- _EXERCISE PROMPT_:
Exactly repeat the full listing that follows.

- _DATASET RECORDS_:
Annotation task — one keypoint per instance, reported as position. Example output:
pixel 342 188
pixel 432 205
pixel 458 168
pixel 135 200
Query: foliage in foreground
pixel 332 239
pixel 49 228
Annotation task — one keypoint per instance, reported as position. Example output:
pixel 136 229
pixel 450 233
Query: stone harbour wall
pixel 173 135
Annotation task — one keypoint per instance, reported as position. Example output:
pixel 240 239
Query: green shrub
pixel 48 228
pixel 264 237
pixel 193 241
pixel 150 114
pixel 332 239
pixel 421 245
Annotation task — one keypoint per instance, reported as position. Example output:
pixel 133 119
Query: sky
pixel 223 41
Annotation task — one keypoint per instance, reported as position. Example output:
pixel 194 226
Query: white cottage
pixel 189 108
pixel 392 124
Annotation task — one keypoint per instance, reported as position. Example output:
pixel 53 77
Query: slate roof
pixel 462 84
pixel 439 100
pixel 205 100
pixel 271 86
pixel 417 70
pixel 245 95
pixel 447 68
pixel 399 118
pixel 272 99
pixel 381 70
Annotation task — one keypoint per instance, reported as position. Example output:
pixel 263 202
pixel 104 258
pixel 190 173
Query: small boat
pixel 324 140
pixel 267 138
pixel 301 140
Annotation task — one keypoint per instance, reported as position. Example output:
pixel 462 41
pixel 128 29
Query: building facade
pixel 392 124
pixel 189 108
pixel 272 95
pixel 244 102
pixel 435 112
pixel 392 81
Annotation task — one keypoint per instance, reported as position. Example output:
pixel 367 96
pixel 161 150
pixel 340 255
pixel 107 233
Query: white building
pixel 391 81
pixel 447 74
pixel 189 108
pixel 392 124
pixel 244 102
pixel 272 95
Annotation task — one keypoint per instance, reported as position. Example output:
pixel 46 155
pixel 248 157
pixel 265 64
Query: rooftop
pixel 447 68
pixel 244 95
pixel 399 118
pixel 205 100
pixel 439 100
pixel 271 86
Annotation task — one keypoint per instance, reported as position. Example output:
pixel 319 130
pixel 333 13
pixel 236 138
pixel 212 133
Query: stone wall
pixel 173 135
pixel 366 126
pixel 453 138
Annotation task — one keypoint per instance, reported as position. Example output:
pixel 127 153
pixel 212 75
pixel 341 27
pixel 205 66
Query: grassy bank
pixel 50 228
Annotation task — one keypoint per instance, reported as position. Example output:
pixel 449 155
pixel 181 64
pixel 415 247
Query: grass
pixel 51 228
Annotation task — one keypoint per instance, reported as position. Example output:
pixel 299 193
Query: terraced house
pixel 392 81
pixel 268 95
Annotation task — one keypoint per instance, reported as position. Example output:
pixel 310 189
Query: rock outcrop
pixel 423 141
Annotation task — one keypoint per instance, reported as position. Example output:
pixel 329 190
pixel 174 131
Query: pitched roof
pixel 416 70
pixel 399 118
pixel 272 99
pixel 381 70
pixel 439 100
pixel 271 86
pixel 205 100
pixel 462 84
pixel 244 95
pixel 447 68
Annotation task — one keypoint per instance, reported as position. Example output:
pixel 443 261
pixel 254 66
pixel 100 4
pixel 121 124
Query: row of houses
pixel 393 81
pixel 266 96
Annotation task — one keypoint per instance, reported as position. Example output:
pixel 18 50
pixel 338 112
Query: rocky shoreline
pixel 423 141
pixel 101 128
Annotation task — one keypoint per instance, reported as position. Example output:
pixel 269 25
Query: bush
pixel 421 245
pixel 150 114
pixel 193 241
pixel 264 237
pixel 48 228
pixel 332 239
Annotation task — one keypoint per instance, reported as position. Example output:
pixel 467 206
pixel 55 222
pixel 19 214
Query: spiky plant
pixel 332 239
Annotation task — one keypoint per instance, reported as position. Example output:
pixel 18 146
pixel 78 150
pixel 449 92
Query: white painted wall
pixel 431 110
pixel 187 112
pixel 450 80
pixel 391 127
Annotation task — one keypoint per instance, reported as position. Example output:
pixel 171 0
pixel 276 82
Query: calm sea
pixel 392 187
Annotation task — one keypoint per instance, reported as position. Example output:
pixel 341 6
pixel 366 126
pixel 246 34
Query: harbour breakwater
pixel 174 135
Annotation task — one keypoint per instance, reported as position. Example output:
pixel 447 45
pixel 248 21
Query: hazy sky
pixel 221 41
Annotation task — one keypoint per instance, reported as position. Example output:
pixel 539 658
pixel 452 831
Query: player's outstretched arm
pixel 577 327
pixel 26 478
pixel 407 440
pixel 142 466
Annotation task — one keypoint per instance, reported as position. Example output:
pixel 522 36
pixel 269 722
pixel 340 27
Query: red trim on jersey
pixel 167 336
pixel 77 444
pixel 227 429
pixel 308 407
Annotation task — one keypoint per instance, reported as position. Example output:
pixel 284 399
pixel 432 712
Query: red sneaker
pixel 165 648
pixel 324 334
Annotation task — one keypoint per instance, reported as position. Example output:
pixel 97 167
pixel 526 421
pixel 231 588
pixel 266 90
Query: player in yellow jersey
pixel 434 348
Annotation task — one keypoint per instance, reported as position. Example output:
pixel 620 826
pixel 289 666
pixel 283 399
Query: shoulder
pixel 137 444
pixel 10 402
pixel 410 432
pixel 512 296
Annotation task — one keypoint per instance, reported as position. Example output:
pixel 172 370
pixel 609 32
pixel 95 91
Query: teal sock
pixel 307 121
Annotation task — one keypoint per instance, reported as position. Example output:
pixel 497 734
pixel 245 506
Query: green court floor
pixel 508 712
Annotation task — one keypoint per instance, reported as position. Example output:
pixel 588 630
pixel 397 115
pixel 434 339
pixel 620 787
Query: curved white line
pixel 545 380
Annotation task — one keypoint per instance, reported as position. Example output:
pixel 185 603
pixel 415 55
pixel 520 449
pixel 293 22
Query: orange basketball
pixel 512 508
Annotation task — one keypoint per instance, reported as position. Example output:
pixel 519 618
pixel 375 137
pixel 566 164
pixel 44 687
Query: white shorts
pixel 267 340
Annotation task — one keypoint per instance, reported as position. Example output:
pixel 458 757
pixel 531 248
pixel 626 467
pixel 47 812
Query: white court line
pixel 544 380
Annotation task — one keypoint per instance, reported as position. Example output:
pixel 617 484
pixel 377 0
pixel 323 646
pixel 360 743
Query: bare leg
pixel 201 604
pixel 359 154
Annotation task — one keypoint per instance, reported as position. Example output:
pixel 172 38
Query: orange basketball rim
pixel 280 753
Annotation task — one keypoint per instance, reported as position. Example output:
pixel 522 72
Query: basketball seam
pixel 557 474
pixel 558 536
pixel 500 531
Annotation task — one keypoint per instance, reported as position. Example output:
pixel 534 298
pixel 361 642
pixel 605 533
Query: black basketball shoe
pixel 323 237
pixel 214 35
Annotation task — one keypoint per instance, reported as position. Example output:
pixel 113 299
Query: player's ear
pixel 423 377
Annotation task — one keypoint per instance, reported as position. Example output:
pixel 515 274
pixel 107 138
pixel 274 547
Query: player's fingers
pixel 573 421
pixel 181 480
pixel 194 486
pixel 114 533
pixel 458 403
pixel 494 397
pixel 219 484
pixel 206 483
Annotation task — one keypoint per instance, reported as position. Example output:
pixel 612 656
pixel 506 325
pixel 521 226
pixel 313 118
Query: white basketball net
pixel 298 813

- _TASK ANSWER_:
Annotation task — one keypoint per instance, reported as position. Example output:
pixel 342 188
pixel 432 205
pixel 458 168
pixel 135 200
Query: foliage in foreground
pixel 332 239
pixel 49 228
Annotation task — one keypoint per instance, reported as position. Example output:
pixel 136 229
pixel 450 233
Query: stone harbour wall
pixel 173 135
Annotation task — one keypoint per instance, reported as position. Example output:
pixel 240 239
Query: green shrub
pixel 48 228
pixel 264 237
pixel 193 241
pixel 150 114
pixel 332 239
pixel 421 245
Annotation task — one keypoint per instance, reported as position. Example output:
pixel 133 119
Query: sky
pixel 223 41
Annotation task — one keypoint per instance, reported as position. Example output:
pixel 194 226
Query: white cottage
pixel 189 108
pixel 392 124
Annotation task — one keypoint per instance, reported as position. Example output:
pixel 53 77
Query: slate roof
pixel 462 84
pixel 439 100
pixel 205 100
pixel 271 86
pixel 417 70
pixel 245 95
pixel 447 68
pixel 399 118
pixel 272 99
pixel 381 70
Annotation task — one keypoint per instance, reported as position. Example output:
pixel 263 202
pixel 104 258
pixel 190 173
Query: small boat
pixel 324 140
pixel 267 138
pixel 301 140
Annotation task — one keypoint per instance, reported as position. Example output:
pixel 462 41
pixel 128 29
Query: building facade
pixel 392 124
pixel 189 108
pixel 272 95
pixel 244 102
pixel 435 112
pixel 392 81
Annotation task — one keypoint per instance, reported as position. Example output:
pixel 367 96
pixel 161 150
pixel 340 255
pixel 107 233
Query: white building
pixel 391 81
pixel 447 74
pixel 189 108
pixel 392 124
pixel 244 102
pixel 272 95
Annotation task — one keypoint per instance, reported as position. Example output:
pixel 46 155
pixel 248 157
pixel 265 64
Query: rooftop
pixel 447 68
pixel 244 95
pixel 399 118
pixel 205 100
pixel 439 100
pixel 271 86
Annotation task — one keypoint per instance, reported as position. Example output:
pixel 319 130
pixel 333 13
pixel 236 138
pixel 212 133
Query: stone wall
pixel 173 135
pixel 366 126
pixel 453 138
Annotation task — one keypoint per instance, reported as position. Example output:
pixel 127 153
pixel 212 75
pixel 341 27
pixel 205 66
Query: grassy bank
pixel 50 228
Annotation task — one keypoint per instance, reported as position. Example output:
pixel 449 155
pixel 181 64
pixel 415 247
Query: grass
pixel 51 228
Annotation task — one keypoint per instance, reported as position. Example output:
pixel 299 193
Query: terraced house
pixel 392 81
pixel 268 95
Annotation task — one keypoint per instance, reported as position. Example output:
pixel 310 189
Query: rock outcrop
pixel 423 141
Annotation task — one keypoint per instance, reported as position. Example output:
pixel 329 190
pixel 174 131
Query: pitched roof
pixel 416 70
pixel 399 118
pixel 272 99
pixel 381 70
pixel 439 100
pixel 271 86
pixel 205 100
pixel 462 84
pixel 244 95
pixel 447 68
Annotation task — one keypoint per instance, reported as position. Example output:
pixel 443 261
pixel 254 66
pixel 100 4
pixel 121 124
Query: row of houses
pixel 393 81
pixel 266 96
Annotation task — one keypoint per instance, reported as position. Example output:
pixel 18 50
pixel 338 112
Query: rocky shoreline
pixel 423 141
pixel 101 128
Annotation task — one keypoint per instance, reported as position. Example output:
pixel 269 25
Query: bush
pixel 421 245
pixel 150 114
pixel 193 241
pixel 264 237
pixel 48 228
pixel 332 239
Annotation task — one keypoint per instance, reported as position. Example output:
pixel 467 206
pixel 55 222
pixel 19 214
Query: spiky plant
pixel 332 239
Annotation task — one keypoint per instance, reported as position. Example output:
pixel 18 146
pixel 78 150
pixel 449 92
Query: white painted wall
pixel 431 110
pixel 187 112
pixel 450 80
pixel 391 127
Annotation task — one keypoint per instance, reported as position. Example output:
pixel 171 0
pixel 276 82
Query: calm sea
pixel 392 187
Annotation task — one keypoint per instance, reported as position. Example output:
pixel 341 6
pixel 366 126
pixel 246 34
Query: harbour breakwater
pixel 174 135
Annotation task — one keypoint per instance, reported as position. Example output:
pixel 447 45
pixel 248 21
Query: hazy sky
pixel 221 41
Annotation task — one keypoint per instance, reported as position. Example output:
pixel 539 658
pixel 452 831
Query: player's outstretched arm
pixel 577 327
pixel 26 478
pixel 407 440
pixel 142 466
Annotation task — one keypoint per instance, reported as position. Example output:
pixel 522 36
pixel 269 722
pixel 340 27
Query: red trim on jersey
pixel 167 336
pixel 77 444
pixel 227 429
pixel 308 407
Annotation task — one keypoint per instance, reported as position. Example output:
pixel 284 399
pixel 432 712
Query: red sneaker
pixel 165 648
pixel 324 334
Annotation task — one keypoint per instance, reported as position. Example output:
pixel 97 167
pixel 526 421
pixel 231 588
pixel 266 90
Query: player in yellow jersey
pixel 434 348
Annotation task — one keypoint per instance, reported as position. Example output:
pixel 620 826
pixel 289 666
pixel 283 399
Query: shoulder
pixel 137 444
pixel 10 402
pixel 410 432
pixel 512 296
Annotation task — one keypoint per instance, reported as position. Example output:
pixel 172 370
pixel 609 32
pixel 95 91
Query: teal sock
pixel 307 121
Annotation task — one keypoint per instance, reported as position. Example output:
pixel 497 734
pixel 245 506
Query: green court floor
pixel 508 712
Annotation task — one keypoint per instance, reported as position. Example output:
pixel 588 630
pixel 397 115
pixel 434 339
pixel 620 787
Query: curved white line
pixel 545 380
Annotation task — one keypoint per instance, reported as position. Example output:
pixel 185 603
pixel 415 55
pixel 520 449
pixel 293 22
Query: orange basketball
pixel 512 508
Annotation task — one keypoint per instance, reported as position. Example output:
pixel 519 618
pixel 375 137
pixel 566 164
pixel 44 687
Query: white shorts
pixel 267 340
Annotation task — one keypoint per instance, reported as position. Example output:
pixel 458 757
pixel 531 248
pixel 626 467
pixel 47 812
Query: white court line
pixel 544 380
Annotation task — one keypoint per instance, reported as position. Example output:
pixel 617 484
pixel 377 0
pixel 323 646
pixel 360 743
Query: bare leg
pixel 201 604
pixel 359 154
Annotation task — one keypoint per instance, reported as position. Example output:
pixel 172 38
Query: orange basketball rim
pixel 280 753
Annotation task — one keypoint per instance, reported as position. Example output:
pixel 522 72
Query: basketball seam
pixel 557 474
pixel 558 536
pixel 500 531
Annotation task — one keypoint per instance, reported as position. Example output:
pixel 534 298
pixel 361 642
pixel 605 533
Query: black basketball shoe
pixel 323 237
pixel 214 35
Annotation task — one keypoint per instance, reported as position. Example output:
pixel 113 299
Query: player's ear
pixel 423 377
Annotation task — one keypoint per instance, reported as position. Example output:
pixel 515 274
pixel 107 138
pixel 274 547
Query: player's fingers
pixel 573 421
pixel 181 480
pixel 194 486
pixel 114 533
pixel 458 403
pixel 494 397
pixel 219 484
pixel 206 483
Annotation task — one keypoint per instance, reported as position. Example output:
pixel 612 656
pixel 506 325
pixel 521 226
pixel 313 118
Query: white basketball net
pixel 298 813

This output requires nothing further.